▸ Exercise objective:
Continue the "Leap Of Faith" text about summers at Parker, AZ from where it stops.

▸ Source text:
Leap Of Faith




This is one of my favorite pictures. It is Wyatt, Phoebe and Ono jumping off the dock at Emerald Cove in Parker, AZ. We spend every summer there. It is pure bliss, the boat the water, the pools and the summer friendships that we have made. Normally at this time of year, I start planning for the summer trip to Parker. If I had a stressful day I would tell my self: "2 more months until we leave, 3 more weeks and I will be at the lake." It would always be the biggest stress relief. Life on the lake moves at its own pace. The biggest decision of the day is should we boat on the river or should we go to the lake. On the really hot days, we would head into Lake Havasu City for a movie and lunch at Chiles, where they have oven mitts on the door handles because the sun is so hot.:)

▸ Listed records:
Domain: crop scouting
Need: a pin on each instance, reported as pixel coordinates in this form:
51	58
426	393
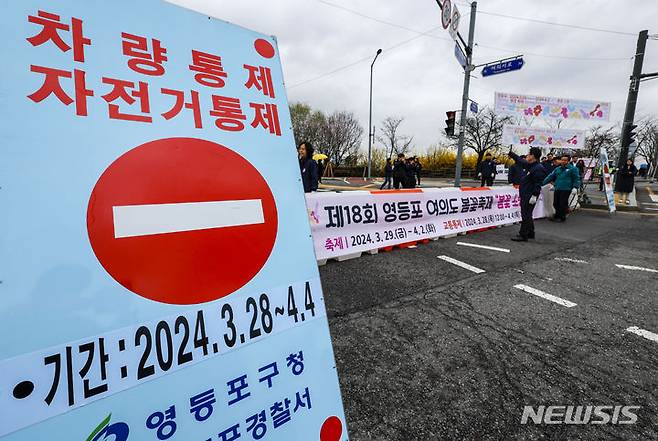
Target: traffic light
450	123
632	134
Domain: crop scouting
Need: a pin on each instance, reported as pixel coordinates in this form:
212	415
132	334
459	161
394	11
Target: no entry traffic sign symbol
182	220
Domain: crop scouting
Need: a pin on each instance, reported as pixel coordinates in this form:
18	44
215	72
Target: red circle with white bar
446	13
182	220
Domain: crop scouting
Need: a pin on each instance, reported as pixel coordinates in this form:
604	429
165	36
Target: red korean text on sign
209	69
50	27
261	78
267	116
120	90
228	113
144	61
193	105
52	86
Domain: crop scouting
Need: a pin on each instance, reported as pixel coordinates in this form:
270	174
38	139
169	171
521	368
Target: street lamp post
370	134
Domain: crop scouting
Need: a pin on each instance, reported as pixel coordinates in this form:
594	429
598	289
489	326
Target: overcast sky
417	76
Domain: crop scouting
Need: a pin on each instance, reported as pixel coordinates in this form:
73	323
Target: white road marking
145	220
566	259
462	264
643	333
484	247
546	296
636	268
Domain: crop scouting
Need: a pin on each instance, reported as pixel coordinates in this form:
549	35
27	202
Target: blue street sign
459	54
502	67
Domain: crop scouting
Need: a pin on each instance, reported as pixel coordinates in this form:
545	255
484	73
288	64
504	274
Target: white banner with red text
358	221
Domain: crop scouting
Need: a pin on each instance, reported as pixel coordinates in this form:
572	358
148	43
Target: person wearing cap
564	179
529	191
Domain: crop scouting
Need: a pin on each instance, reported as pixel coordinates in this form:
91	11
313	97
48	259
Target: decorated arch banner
550	107
538	137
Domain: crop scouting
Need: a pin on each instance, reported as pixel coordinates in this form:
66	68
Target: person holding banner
529	190
565	178
308	167
487	171
626	177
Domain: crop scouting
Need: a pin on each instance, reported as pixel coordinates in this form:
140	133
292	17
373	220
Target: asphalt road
427	350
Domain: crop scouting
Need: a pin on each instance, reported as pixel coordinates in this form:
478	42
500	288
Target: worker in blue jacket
529	190
565	178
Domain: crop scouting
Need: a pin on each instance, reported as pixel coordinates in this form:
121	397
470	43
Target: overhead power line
523	51
428	33
552	23
364	59
395	25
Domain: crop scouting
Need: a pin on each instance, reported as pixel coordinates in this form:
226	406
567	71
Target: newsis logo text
579	414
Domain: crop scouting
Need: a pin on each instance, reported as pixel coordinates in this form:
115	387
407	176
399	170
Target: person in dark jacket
308	167
410	177
529	191
399	171
565	178
626	177
548	163
487	171
320	170
515	173
419	168
388	174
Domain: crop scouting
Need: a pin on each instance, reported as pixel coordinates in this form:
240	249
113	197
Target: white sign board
544	138
551	107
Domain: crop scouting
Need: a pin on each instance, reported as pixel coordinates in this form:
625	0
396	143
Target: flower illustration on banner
596	112
313	215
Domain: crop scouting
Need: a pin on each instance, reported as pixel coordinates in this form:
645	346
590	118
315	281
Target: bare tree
307	124
484	132
647	141
341	135
601	137
394	142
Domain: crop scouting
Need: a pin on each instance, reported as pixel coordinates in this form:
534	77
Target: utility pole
371	133
467	82
631	101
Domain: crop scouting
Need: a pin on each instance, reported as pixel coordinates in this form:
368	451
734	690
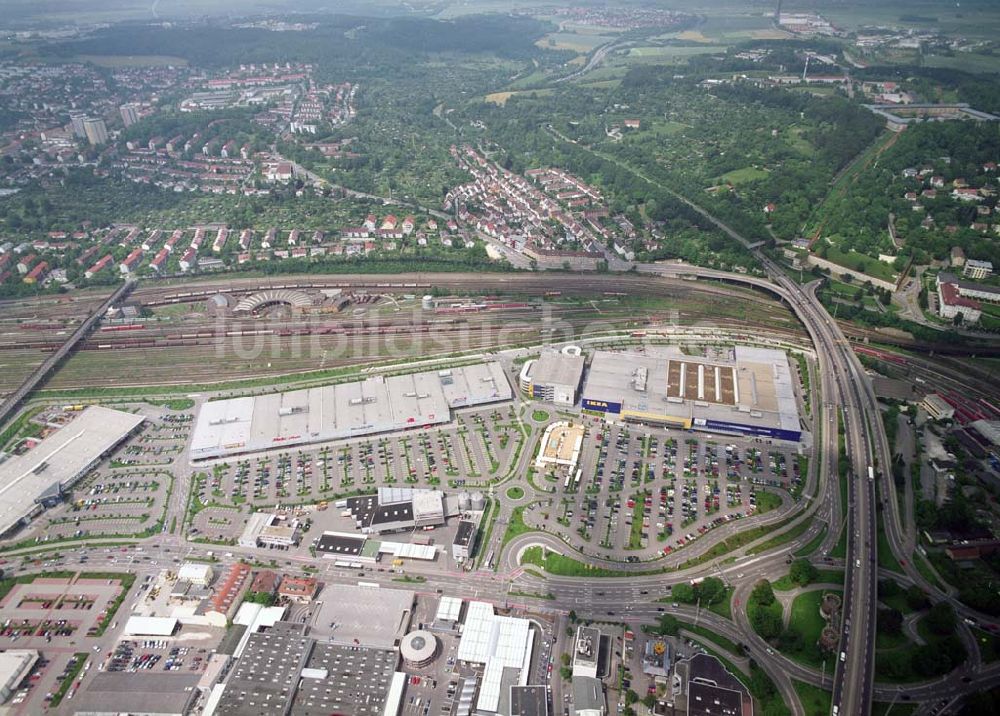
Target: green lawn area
707	633
71	674
767	501
564	566
573	41
815	701
724	607
812	545
672	51
826	576
516	526
743	176
860	262
785	537
174	403
886	559
804	627
754	607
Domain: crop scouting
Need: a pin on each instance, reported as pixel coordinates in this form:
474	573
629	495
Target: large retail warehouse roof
750	390
58	460
374	405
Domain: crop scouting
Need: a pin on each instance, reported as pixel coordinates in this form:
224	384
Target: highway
843	390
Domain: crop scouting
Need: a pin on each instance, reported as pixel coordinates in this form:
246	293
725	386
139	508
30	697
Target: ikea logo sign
602	405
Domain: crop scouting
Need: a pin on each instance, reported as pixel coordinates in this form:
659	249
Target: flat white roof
395	695
59	459
499	643
14	666
449	609
150	626
373	405
194	572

▸ Task result:
These summer trips are such a Blessing. I know what a rare privilege it has been to be a stay at home, homeschool mama and get to spend every day with my children. I have never taken that for granted. Stephen works very hard for all of us and these summers on the lake are an amazing gift. Water is the great equalizer for me. It is almost as though I can walk. I wear a swim belt(think Fonzie in the Jump The Shark episode), so in the water as I float, it looks like I am "standing".  In the water, I am not slower or hindered by accessibility issues like when I am on land. We even have swimm races and until the kiddos got bigger, I could win. They were always stunned that I could swim faster than them only using my arms. Also, I love that no one can tell I am in a wheelchair. No questions from strangers that boat by, no re-telling the "paralyzed" story for the 8 millionth time why I watch the kiddos roll their eyes.  I feel like just a normal mom. It is a huge Blessing.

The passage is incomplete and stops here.